··· Text segment ···

The profit warning hits Porsche at a very inopportune time. Experts from Stifel emphasize that sentiment towards Porsche was already very negative. Delays in product launches, regulatory issues in the first quarter, weak demand for electric vehicles (BEVs), and low used car prices for the Taycan are burdening the company. "We believe the projected EBIT margin of 17 to 19% for 2025 is a strain on the investment case, and the market currently does not believe in a significant recovery from the forecasted 14 to 15% in 2025." Stifel considers the 2025 forecasts increasingly ambitious given the ongoing deterioration of the Chinese market. Therefore, the experts remain on the sidelines.
The supply shortages are a direct result of the flooding of a production facility of an important European aluminum supplier, according to Porsche. "Affected are aluminum body parts used in all Porsche vehicle series," the company explained in a statement. Despite immediate countermeasures, it is foreseeable that the impending supply shortages will impact production.

···

**Aim 1**:
List the factors that the Porsche report says are burdening the company.
**Aim 2**:
Carry on the Porsche report from its last sentence.

··· Record set ···

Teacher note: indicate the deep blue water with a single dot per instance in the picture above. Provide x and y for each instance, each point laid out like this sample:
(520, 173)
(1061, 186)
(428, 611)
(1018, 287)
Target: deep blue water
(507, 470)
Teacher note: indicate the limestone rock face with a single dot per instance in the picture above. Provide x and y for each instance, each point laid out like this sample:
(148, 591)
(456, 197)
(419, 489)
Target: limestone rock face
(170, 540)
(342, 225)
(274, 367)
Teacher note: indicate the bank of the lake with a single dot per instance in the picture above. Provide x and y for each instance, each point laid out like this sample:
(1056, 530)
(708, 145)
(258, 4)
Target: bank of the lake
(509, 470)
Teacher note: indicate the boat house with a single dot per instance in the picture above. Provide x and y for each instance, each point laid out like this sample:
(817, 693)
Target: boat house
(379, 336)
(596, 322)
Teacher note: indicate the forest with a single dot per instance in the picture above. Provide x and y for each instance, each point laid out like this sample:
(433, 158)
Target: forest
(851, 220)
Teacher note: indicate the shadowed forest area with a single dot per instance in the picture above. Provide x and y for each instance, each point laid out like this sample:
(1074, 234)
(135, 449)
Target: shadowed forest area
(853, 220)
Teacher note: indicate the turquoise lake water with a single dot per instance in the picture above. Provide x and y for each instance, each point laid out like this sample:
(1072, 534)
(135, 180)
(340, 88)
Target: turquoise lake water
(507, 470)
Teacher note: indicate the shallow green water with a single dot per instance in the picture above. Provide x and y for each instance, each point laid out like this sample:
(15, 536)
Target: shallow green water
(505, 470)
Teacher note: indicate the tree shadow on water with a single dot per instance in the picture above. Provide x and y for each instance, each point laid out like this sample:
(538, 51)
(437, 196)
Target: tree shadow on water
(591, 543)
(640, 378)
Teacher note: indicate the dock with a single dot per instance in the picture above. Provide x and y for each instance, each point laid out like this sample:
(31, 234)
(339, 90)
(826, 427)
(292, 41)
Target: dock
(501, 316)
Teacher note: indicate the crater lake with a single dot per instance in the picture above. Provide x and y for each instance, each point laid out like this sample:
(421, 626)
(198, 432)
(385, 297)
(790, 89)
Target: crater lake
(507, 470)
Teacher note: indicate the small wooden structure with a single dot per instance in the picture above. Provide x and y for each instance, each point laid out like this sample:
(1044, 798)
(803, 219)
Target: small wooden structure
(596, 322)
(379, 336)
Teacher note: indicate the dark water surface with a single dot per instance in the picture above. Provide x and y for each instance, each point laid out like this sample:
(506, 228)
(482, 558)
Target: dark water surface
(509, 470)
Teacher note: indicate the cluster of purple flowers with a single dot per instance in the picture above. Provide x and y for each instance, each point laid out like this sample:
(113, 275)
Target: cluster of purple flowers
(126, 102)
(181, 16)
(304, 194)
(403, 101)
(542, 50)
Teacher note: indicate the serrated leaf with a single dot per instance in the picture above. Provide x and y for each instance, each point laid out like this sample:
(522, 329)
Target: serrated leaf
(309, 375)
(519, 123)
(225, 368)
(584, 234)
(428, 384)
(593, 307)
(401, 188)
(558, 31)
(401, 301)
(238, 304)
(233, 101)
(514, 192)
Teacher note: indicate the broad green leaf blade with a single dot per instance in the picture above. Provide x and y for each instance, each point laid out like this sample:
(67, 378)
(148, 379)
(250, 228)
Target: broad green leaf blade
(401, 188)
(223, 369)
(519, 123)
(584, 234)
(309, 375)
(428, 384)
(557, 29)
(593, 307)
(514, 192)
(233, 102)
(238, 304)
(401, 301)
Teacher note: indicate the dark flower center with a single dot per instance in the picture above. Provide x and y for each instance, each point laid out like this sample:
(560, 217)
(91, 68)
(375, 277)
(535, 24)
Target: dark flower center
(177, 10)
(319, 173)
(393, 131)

···

**Task response 1**:
- Delays in product launches
- Regulatory issues in the first quarter
- Weak demand for electric vehicles (BEVs)
- Low used car prices for the Taycan

**Task response 2**:
The production restrictions could last several weeks and may lead to production stoppages of individual or multiple vehicle series, the company further warned. These delays in production and vehicle deliveries may not be fully compensated for later in the fiscal year.
Next Wednesday, Porsche will release its figures for the first six months of the year.
Meanwhile, the VW parent company Porsche Automobil Holding SE (ETR:PSHG_p) has confirmed its forecast for the current year. Despite this, the Dax-listed share of Porsche SE also fell, recently losing around 2% in value.